• [LISTING]:

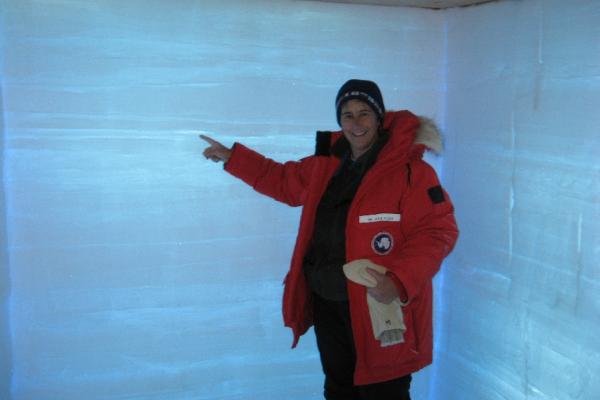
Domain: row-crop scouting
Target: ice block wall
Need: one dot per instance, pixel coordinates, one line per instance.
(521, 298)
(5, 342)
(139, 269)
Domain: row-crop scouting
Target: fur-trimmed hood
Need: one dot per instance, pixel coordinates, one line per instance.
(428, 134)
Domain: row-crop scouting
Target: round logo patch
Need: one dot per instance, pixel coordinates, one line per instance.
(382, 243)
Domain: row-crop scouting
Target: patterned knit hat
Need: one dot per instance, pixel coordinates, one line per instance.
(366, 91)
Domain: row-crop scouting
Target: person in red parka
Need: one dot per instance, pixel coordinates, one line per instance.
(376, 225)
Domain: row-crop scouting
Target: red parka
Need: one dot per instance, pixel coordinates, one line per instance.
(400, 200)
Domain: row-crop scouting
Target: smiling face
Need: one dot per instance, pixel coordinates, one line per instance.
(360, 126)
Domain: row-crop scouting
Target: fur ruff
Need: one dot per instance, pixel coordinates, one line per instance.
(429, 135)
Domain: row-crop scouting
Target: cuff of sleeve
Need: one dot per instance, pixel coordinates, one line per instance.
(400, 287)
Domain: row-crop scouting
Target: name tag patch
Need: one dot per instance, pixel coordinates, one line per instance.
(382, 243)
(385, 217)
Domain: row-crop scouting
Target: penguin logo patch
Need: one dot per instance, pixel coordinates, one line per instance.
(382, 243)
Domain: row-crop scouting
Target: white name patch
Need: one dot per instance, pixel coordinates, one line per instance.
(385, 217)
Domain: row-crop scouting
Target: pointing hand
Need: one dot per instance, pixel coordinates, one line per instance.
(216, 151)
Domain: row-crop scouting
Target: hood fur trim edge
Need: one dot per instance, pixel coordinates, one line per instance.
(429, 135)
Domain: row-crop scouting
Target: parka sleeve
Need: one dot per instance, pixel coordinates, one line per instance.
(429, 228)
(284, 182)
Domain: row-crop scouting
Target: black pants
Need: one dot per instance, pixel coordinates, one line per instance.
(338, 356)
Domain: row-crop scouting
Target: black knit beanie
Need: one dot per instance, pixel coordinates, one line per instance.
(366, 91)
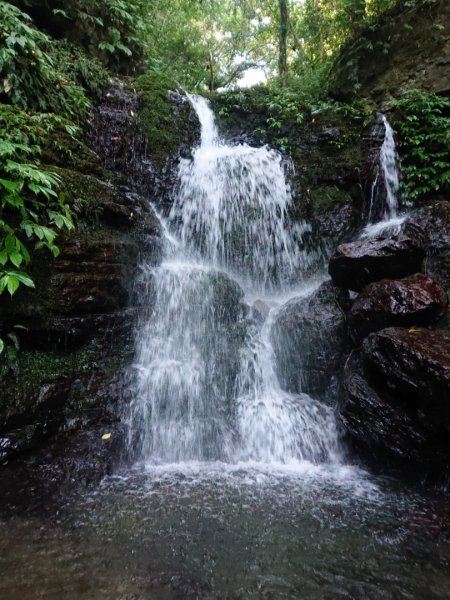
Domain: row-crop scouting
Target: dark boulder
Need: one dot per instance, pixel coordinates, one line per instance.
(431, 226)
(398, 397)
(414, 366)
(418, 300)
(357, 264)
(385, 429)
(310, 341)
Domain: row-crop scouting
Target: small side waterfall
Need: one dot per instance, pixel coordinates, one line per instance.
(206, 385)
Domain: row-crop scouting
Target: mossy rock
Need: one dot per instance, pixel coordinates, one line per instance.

• [EXERCISE BRIEF]: Transcribe every entry word for word, but omit the pictures.

• [SOLUTION FOR THIS TASK]:
Domain: row-crop scouting
Target: ice block wall
Need: one dot per instance, pixel coordinates, one line per instance.
(521, 298)
(5, 342)
(139, 269)
Domain: row-crop scouting
Target: fur-trimmed hood
Need: one dot per instance, pixel coordinates, one line per instance.
(428, 134)
Domain: row-crop scouting
Target: round logo patch
Need: one dot per instance, pixel coordinates, one line per instance.
(382, 243)
Domain: row-crop scouting
Target: patterned knit hat
Need: one dot per instance, pixel coordinates, one line per instance.
(366, 91)
Domain: row-crop scouting
Target: person in red parka
Need: one dot per instance, pixel coordinates, one line per instance.
(376, 225)
Domain: row-crop scouting
Target: red parka
Need: one dot per instance, pixel coordinates, one line per instance.
(400, 200)
Domain: row-crop scouting
Target: smiling face
Need: one dot per instance, pixel coordinates, one line per instance.
(360, 126)
Domain: row-crop scouting
Target: fur ruff
Need: one dot per instance, pixel coordinates, one line per instance.
(429, 135)
Domain: row-crop scouting
Target: cuff of sleeve
Need: one dot per instance, pixel coordinates, one line per instance.
(400, 287)
Domain: row-crop scouting
Target: name tag patch
Need: one dot per instance, pixel coordinates, one line per instance.
(382, 243)
(385, 217)
Domain: row-crop scouting
Target: penguin logo patch
Need: one dot per instance, pixel coordinates, one line per instance.
(382, 243)
Domain: row-crop scouting
Target: white name patch
Need: one dot per instance, pixel coordinates, one line per instance.
(385, 217)
Domain: row-crop scouting
Target: pointing hand
Need: one dot per instance, pixel coordinates, one line per instance.
(216, 151)
Domain: row-crop scouting
Target: hood fur trim edge
Need: one dot per instance, pixel coordinates, one line per instance.
(429, 135)
Domain: row-crop scouting
Target: parka sleeve
Need: one dot per instance, pixel coordinates, one line per instance.
(429, 228)
(284, 182)
Domain: row-crop scouting
Target: black pants
Need: one dot per instance, pixel coordinates, one line per instance.
(338, 356)
Domain: row-crop scouting
Target: black knit beanie
Need: one dot per instance, pixel coordinates, one line per instance.
(366, 91)
Domain: row-crop scouting
Target: dark boulder
Need: one dot per instance, pixel coordinates, one line per instance.
(431, 226)
(398, 397)
(414, 366)
(418, 300)
(357, 264)
(385, 429)
(310, 341)
Domain: row-crop scouting
Target: small side waterfall
Need: one dot per instance, pixel coordinates, one line per instance.
(206, 385)
Domain: row-crop scouting
Target: mossy rock
Need: one dot per instance, pixel coordinates, one line per instance.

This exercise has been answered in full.